Reproduce every one of the entries below word for word, leaving out the pictures.

(Dataset excerpt)
# # # # # # #

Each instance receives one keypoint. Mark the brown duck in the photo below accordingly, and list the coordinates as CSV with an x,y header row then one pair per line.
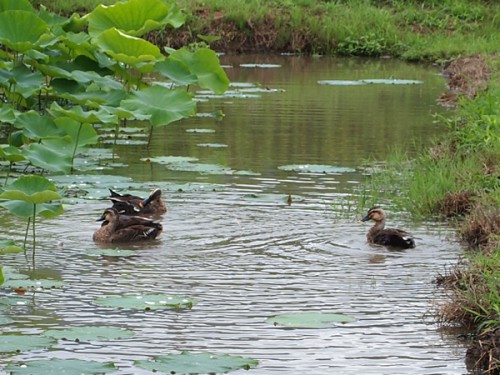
x,y
133,205
390,237
124,228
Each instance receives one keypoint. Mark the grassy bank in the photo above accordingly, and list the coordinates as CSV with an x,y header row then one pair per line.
x,y
413,30
458,178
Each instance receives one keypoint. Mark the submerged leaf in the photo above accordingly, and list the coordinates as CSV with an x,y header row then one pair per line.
x,y
19,343
197,363
88,333
310,320
60,366
146,302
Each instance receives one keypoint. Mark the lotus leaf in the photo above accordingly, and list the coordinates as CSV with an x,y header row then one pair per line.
x,y
60,366
89,333
25,82
14,33
35,126
163,105
54,154
127,49
197,363
12,343
134,17
315,168
16,5
147,302
32,189
310,320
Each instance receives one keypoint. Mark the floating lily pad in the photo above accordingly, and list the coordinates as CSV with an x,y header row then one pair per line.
x,y
89,333
315,168
33,283
310,320
392,81
200,131
212,145
335,82
61,366
170,159
260,65
112,252
197,363
20,343
147,302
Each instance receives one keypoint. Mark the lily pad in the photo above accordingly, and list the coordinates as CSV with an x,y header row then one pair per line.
x,y
200,131
310,320
392,81
316,168
147,302
20,343
260,65
335,82
89,333
33,283
112,252
197,363
61,366
212,145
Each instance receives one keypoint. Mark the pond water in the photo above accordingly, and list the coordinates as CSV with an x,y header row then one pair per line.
x,y
232,241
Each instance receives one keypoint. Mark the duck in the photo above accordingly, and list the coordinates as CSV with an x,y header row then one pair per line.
x,y
390,237
133,205
116,227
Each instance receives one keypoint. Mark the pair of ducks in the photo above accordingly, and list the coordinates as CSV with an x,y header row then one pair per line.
x,y
123,221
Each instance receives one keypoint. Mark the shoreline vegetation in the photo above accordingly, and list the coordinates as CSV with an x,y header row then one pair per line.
x,y
460,35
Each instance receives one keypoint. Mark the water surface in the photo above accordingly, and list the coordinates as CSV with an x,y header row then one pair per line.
x,y
234,244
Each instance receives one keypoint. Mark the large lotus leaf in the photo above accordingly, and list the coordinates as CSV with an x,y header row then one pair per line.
x,y
204,64
7,115
23,80
25,209
46,156
162,104
77,113
14,30
127,49
310,320
16,5
11,154
81,134
9,247
197,363
20,343
32,189
35,126
134,17
88,333
60,366
146,302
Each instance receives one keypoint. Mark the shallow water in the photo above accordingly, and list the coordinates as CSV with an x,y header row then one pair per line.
x,y
233,243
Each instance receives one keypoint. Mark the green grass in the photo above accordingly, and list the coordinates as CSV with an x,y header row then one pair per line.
x,y
413,30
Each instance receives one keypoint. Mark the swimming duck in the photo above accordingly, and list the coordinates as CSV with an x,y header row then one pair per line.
x,y
133,205
124,228
391,237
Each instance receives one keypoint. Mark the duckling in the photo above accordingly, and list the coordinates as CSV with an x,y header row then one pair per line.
x,y
134,205
391,237
123,228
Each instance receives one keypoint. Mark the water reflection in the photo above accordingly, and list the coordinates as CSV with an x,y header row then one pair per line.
x,y
234,243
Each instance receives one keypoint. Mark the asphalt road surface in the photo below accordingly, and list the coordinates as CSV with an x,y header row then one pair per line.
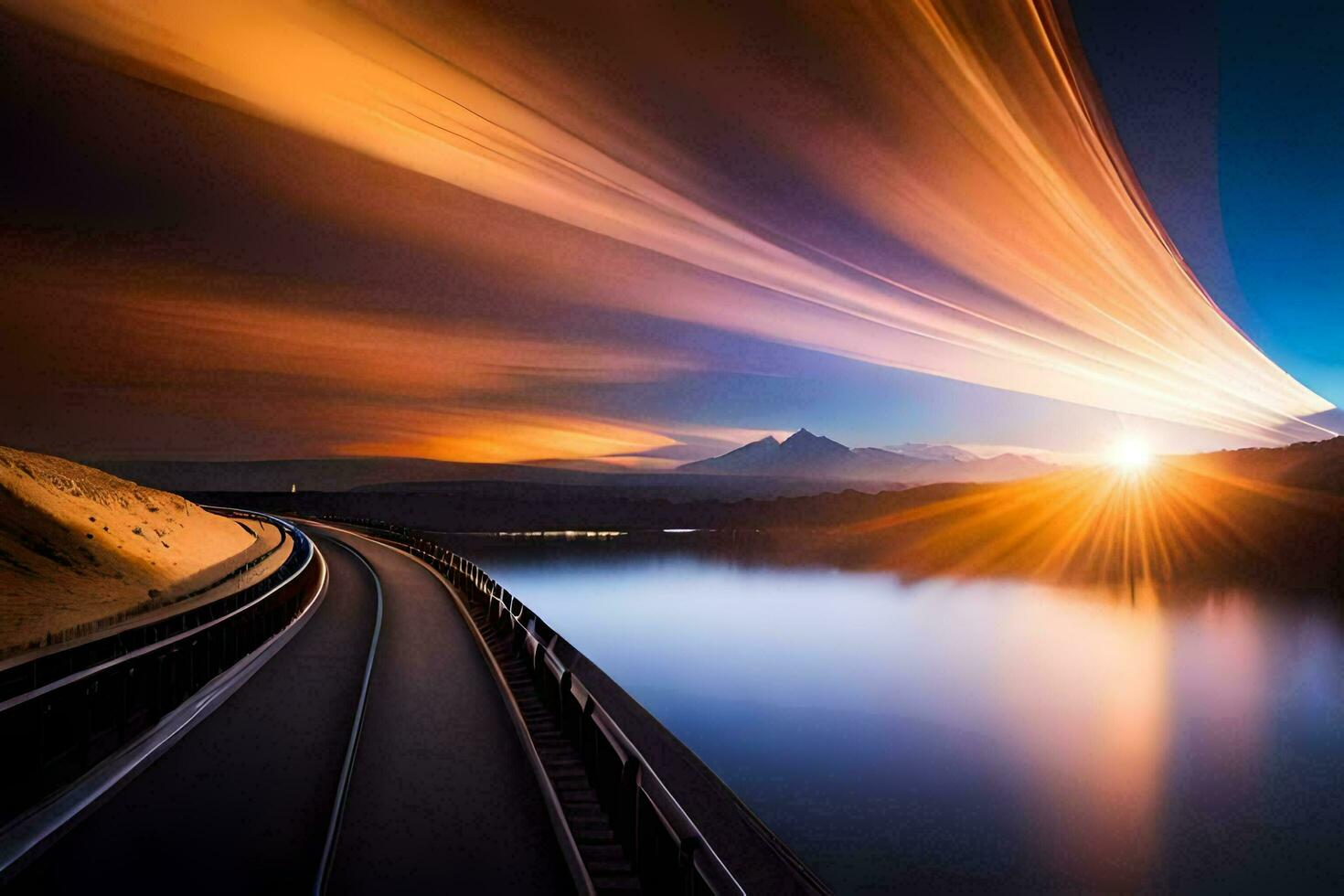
x,y
441,797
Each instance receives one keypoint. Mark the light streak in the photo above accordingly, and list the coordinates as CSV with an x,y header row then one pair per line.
x,y
983,145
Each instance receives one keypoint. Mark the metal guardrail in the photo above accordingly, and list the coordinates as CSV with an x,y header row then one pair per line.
x,y
62,715
667,849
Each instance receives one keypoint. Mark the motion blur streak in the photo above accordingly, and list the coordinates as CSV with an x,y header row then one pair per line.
x,y
981,145
1105,526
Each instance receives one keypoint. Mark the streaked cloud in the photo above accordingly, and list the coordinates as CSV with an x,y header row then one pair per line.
x,y
981,145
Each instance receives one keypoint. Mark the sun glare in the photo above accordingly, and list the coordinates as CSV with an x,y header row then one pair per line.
x,y
1129,455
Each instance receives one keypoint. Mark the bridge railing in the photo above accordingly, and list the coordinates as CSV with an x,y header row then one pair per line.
x,y
667,849
65,710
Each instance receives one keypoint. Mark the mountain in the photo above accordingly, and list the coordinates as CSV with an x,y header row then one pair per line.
x,y
815,457
219,478
933,452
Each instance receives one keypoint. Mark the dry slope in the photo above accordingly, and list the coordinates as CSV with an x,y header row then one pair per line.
x,y
78,546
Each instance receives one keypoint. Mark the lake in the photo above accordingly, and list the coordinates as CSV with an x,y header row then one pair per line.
x,y
978,735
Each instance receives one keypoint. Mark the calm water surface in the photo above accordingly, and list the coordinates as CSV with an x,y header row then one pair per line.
x,y
972,735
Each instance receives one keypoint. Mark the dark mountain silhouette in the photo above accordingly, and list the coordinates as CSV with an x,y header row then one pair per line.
x,y
816,457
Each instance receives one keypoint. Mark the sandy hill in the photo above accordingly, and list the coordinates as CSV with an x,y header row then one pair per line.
x,y
78,544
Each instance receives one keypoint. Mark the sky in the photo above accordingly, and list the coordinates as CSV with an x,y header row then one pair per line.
x,y
523,232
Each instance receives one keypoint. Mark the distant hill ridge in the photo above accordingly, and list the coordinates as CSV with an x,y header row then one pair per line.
x,y
816,457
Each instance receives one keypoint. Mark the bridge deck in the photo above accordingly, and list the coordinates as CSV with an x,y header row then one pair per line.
x,y
441,795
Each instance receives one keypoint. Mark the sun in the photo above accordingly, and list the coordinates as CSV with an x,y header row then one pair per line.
x,y
1129,455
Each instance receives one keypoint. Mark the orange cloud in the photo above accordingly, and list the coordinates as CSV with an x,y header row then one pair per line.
x,y
983,144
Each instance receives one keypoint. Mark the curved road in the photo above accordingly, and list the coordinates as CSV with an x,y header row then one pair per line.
x,y
441,795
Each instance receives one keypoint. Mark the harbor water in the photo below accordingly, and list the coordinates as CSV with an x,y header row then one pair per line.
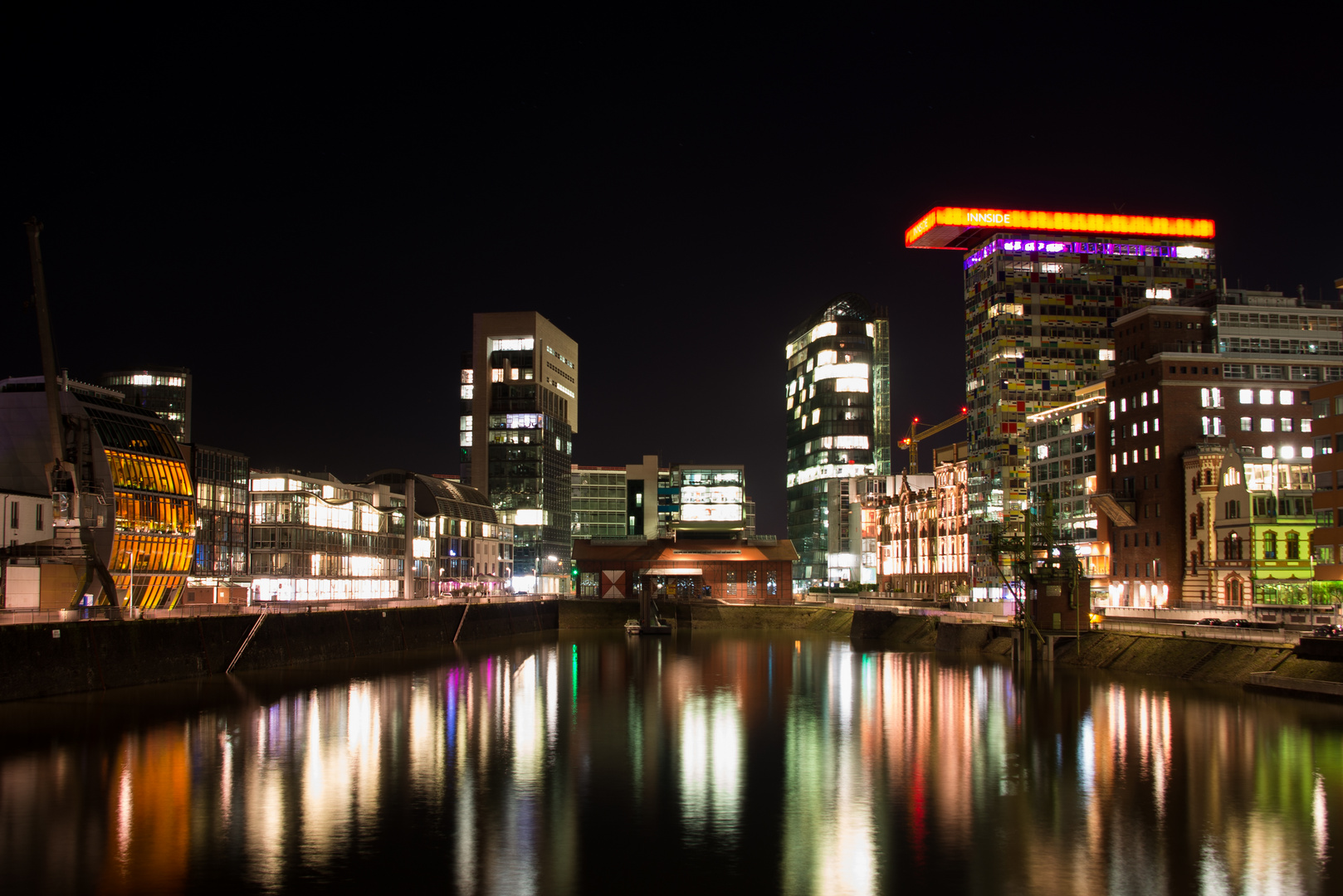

# # # # # # #

Reply »
Each instance receives one keypoint. Mark the brown duck in the photo below accordingly, and list the coordinates as CSV with an x,y header row then one pair per line.
x,y
133,205
390,237
124,228
Each instance receives one keypoint. Mark the grassy bank in the photo above accordingly, and list the coordinates as CSV with an x,y header row then one pair per line.
x,y
413,30
458,178
Each instance receives one keypoint. Mark the submerged leaf in the photo above accordingly, and list the coordinates as CSV with an x,y header row then one pair per line.
x,y
19,343
197,363
88,333
310,320
60,366
146,302
Each instance receives one keypoint. Mark the lotus leaf in the photo above accordingly, and list the coordinates as CSV with an x,y header row then one pair per line.
x,y
60,366
89,333
25,82
14,33
35,126
163,105
54,154
127,49
197,363
12,343
134,17
315,168
16,5
147,302
32,189
310,320
Each instance receives one keypoint. Mark the floating lily pad in the photo above accordingly, and list the coordinates as CSV with an x,y header row then one pair per line.
x,y
89,333
315,168
33,283
310,320
392,81
200,131
212,145
335,82
61,366
170,159
260,65
112,252
197,363
20,343
147,302
Each instance receives one keypoint. Mark the lily pad in the photo above accordingly, and list the coordinates as CSV with an x,y header row then one pair per line.
x,y
200,131
310,320
392,81
316,168
147,302
20,343
260,65
335,82
89,333
33,283
112,252
197,363
61,366
212,145
Each instance receives one keypoint. Mark the pond water in the photo above accordingly, and list the coordinates as CSV with an x,y header row then one pair per line.
x,y
232,241
Each instance receives one keypoint. Mark the duck in the photo above accordingly, and list the coordinates as CSV with an x,y header row then one pair per line.
x,y
390,237
133,205
116,227
Each instance receives one keypoint. Mark the pair of ducks in the photo above accordingly, and list the coordinates as CSV with an x,y header row then one pair per line.
x,y
123,221
Each instance receives one keypoint. Mark the shoreline vegetation in the photo above accordingly, and list the coordinates as CSV with an x,y header row then one pair per line.
x,y
460,35
Each instance receives one keypoint. Mark the water surface in the photo above accordingly, and list the coordinates as CSV with an x,y header row then one pair per line.
x,y
234,244
Each instance receives one keypoint. Mark the large lotus leaf in the photo above accordingly, and list the coordinates as CSV with an x,y header row then one pair per line.
x,y
204,64
7,115
23,80
25,209
46,156
162,104
77,113
14,30
127,49
310,320
16,5
11,154
81,134
9,247
197,363
20,343
32,189
35,126
134,17
88,333
60,366
146,302
Each instance receives one keypoint. Mark the shallow water in the photo above accordingly, and list the coordinates as CSV with an x,y header row then one pair per line.
x,y
233,243
Each instance receives one keypoint. Mark the green grass in the photo above accordingly, and list the coordinates as CSV with an x,y header row then one pair per line.
x,y
413,30
Each instance receives one keypoint. Mark the swimming duck in the photo above accordingly, and list the coordinates as CSV with an x,y header row then one pair per line.
x,y
133,205
124,228
391,237
Each instance receives one keypoint. Mark the duckling in the photo above accordingly, and list the coordinates as CSV with an x,y header row then one pair per line.
x,y
134,205
391,237
123,228
Each instance receives one keypoint. Mark the water reflection in the photo above accordingly, and list the coordinates as CSV with an x,y header row then one pair per line.
x,y
234,243
Each instance receives one keypoint. Mark the asphalt road surface in the photo below accordingly, and list the coordinates as CSV with an x,y header row then one pair per line.
x,y
441,797
Each instance receives one keypoint. Mark the light streak in the photo above accordingly, and list the coordinates as CSV with an x,y header row then one pair per line.
x,y
983,145
Each instance receives one keypoint. Mark the metal guardrail in the photo above accordingly, and list the coordinates as CSV with an x,y header row then one pair per line.
x,y
62,715
667,849
Each instance receives one keypoint. Mark the motion blur streak in the photo above accordingly, and list the coordinates as CSV with an x,y header row then one pair per line.
x,y
981,145
1105,526
Each instance receives one keypoint. Mark the streaked cloud in the photo above accordingly, and list the coordinates as CSV with an x,y header row then one pair per line.
x,y
981,145
Each instance receives one keypoint. Mark the sun glare in the photo above accordingly, and list the coordinates as CSV with an x,y header row then one pair per line.
x,y
1129,455
Each instance receives one keypoint. Mark the bridge railing in the photo above accordingly, and list the coordinates as CSV with an x,y header row then one pair per line.
x,y
667,849
65,710
Each instance receives one keypoint. Mark the mountain in the photo above accordingly, and list the coordinates as CSV with an x,y header row then one pair per line.
x,y
815,457
219,478
933,452
Each instance receives one keypoint. Mark the dry slope in the photo above accordingly, and list the coordinates as CSV with an x,y header row then one pair per line.
x,y
78,546
Each instance receives one keypoint. Mark the lake in the photo above accordingly, and list the coordinates as CSV with an x,y header row then one pair per line.
x,y
978,735
Each instance receives one keypoint. Mark the calm water surface in the photo above accordingly, and list the coordinates as CSV with an x,y header row then one pair per line.
x,y
972,735
Each instance receives one keypoint. Mark the dark mountain silhouette in the photo above accordingly, and list the coordinates as CSV with an x,y header row then one pair per line.
x,y
816,457
Each instance receives one keypoint. Mark the sandy hill in the photo above accordingly, and list the coordinates as CSV with an x,y header row then one pair per line.
x,y
78,544
Each instance receives one keypoint. Mark the sky in the photo above accordingly, and list the coordinates as CSV with an x,y header row then one pair per line.
x,y
523,232
Each instance receives one keypoint. Mark the distant hill ridge in the photo above accordingly, and list the coordinates as CSV with an x,y header row then one pair per line.
x,y
816,457
Each instance receives one keypoint. Mark the bridge deck in the photo above accordingly, and list the coordinates as CSV with an x,y header row then one pair per line.
x,y
441,795
Each instance receives one keypoint. Mark the sun in the photo above accordingly, and list the coordinates as CSV with an x,y header row then one pair per line.
x,y
1129,455
Each instance receives one keypoint. Mark the orange cloud in the photo above accordingly, and list the coordinates as CSV with an x,y header row then one pair per line.
x,y
983,144
Each instance receives one keypoint. Mark the curved road in the photo above accordingly, and list the coordinates as CSV with an x,y header row then one pair per line.
x,y
441,795
Each instance receives one keypoint. Mark the harbor water in the photo below accordingly, and list the coordinates as CSV with an x,y header row then one pair per line.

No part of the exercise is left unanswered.